▼

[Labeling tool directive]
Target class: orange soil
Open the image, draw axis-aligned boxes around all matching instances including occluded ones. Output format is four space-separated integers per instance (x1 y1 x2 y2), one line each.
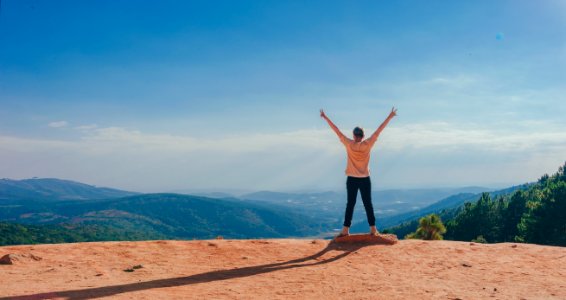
0 239 566 299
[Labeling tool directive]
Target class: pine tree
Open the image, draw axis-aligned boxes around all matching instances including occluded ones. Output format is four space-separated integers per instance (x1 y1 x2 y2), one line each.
405 214 446 240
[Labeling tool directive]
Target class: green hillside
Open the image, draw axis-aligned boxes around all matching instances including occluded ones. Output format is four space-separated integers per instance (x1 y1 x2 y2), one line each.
0 194 326 245
387 164 566 246
0 178 137 204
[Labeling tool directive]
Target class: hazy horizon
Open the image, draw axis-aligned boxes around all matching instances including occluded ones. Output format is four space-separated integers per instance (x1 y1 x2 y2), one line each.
0 0 566 192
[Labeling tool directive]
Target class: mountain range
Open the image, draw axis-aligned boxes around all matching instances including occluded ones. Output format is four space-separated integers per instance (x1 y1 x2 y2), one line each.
0 178 528 244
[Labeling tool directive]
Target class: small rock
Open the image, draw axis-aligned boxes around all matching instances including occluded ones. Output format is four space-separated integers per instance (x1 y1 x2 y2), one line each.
29 253 42 261
0 254 18 265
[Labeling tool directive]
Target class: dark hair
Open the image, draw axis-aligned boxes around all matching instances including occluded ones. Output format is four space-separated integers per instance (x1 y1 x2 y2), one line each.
354 127 364 137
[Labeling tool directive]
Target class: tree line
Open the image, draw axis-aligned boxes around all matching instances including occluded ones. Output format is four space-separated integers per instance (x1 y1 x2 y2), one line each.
405 164 566 246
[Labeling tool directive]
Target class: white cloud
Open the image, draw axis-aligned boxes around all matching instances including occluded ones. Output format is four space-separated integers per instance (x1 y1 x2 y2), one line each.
75 124 98 131
47 121 69 128
0 122 566 191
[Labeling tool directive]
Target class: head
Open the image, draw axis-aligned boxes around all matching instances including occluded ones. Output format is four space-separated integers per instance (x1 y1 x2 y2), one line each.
353 127 364 142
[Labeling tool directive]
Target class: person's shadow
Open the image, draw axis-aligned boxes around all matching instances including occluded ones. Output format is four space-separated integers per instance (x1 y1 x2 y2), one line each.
0 241 378 300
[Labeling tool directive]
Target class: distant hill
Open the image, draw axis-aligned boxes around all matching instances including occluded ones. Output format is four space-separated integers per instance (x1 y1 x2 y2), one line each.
0 178 138 203
352 184 530 231
239 187 490 227
0 194 326 245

▲

What is being asked
Format every line of the records above as a numbered list, skipping blank lines and omitting the pictures.

The output
1. [Labeling tool directive]
2. Target class: orange soil
3. Open the image, draw axis-aligned boxes around all matching instances including occluded ones. Output format is four space-separated integers per instance (x1 y1 x2 y2), one line each.
4. 0 239 566 299
5. [Labeling tool directive]
6. Target class: pine tree
7. Open the image, draw axis-aligned boxes around all matching instances including occluded ones. Output format is four space-separated integers per instance (x1 y1 x2 y2), one line each.
8. 405 214 446 240
9. [Labeling tool directive]
10. Target class: green hillside
11. Open the image, draw axis-aligned boxes around all matching instances including occluded ones. Output format is four space-separated integers per instance (x1 y1 x2 y2), one line each.
12. 0 194 326 245
13. 387 164 566 246
14. 0 178 137 204
15. [Labeling tool directive]
16. Target class: hazy horizon
17. Open the image, draw axis-aligned boxes around all matching instances including occluded ones. Output format is four space-separated integers per instance (x1 y1 x2 y2), one line each.
18. 0 0 566 192
19. [Labeling tool directive]
20. Target class: mountain range
21. Open the image, draw axis-aligned boxes around all matching instances including occluded ones. Output format is four space-separated integers per instance (x1 y1 x2 y2), one line each.
22. 0 178 528 244
23. [Labeling tool directive]
24. Target class: small rock
25. Open the image, draw axis-aligned boxes around all matching instances including occluded ones. Output format is four space-separated integers per instance (x1 y1 x2 y2), one line each.
26. 29 253 42 261
27. 0 254 18 265
28. [Labeling tool directive]
29. Target class: dark hair
30. Open the image, draw axis-aligned boxes around all matching instances including occluded ones. Output format is four space-separated integers per instance (x1 y1 x2 y2), one line each.
31. 354 127 364 137
32. [Labeling tool directive]
33. Target class: tree line
34. Open the image, draw axis-aligned boxes around all matching instances including occluded ones. Output format is four space-separated integers per instance (x1 y1 x2 y2), one line each.
35. 405 164 566 246
36. [Labeling tool directive]
37. Target class: white cloud
38. Open the image, draw axis-aligned boxes around all matching instances including occluded ones. Output format is four space-separated integers per instance (x1 y1 x2 y2), one line each.
39. 75 124 98 131
40. 47 121 69 128
41. 0 122 566 191
42. [Labeling tool directive]
43. Target class: head
44. Open the image, draw axis-aligned boxes around all matching instances including occluded ones. Output format is four space-separated integers per instance (x1 y1 x2 y2), one line each.
45. 353 127 364 142
46. [Labeling tool directive]
47. Target class: person's shadow
48. Open the image, draw axis-aligned boxes around all matching instances including occluded ones. Output format is four space-separated integers per instance (x1 y1 x2 y2), one line each.
49. 0 241 378 300
50. [Labeling tool directive]
51. Target class: distant hill
52. Open the image, draw axis-aligned boxes around all matching instances including occluded ones. Output format is four space-separated integers per instance (x1 y1 x2 y2), one line each.
53. 0 178 138 203
54. 352 184 530 231
55. 239 187 490 227
56. 0 194 326 245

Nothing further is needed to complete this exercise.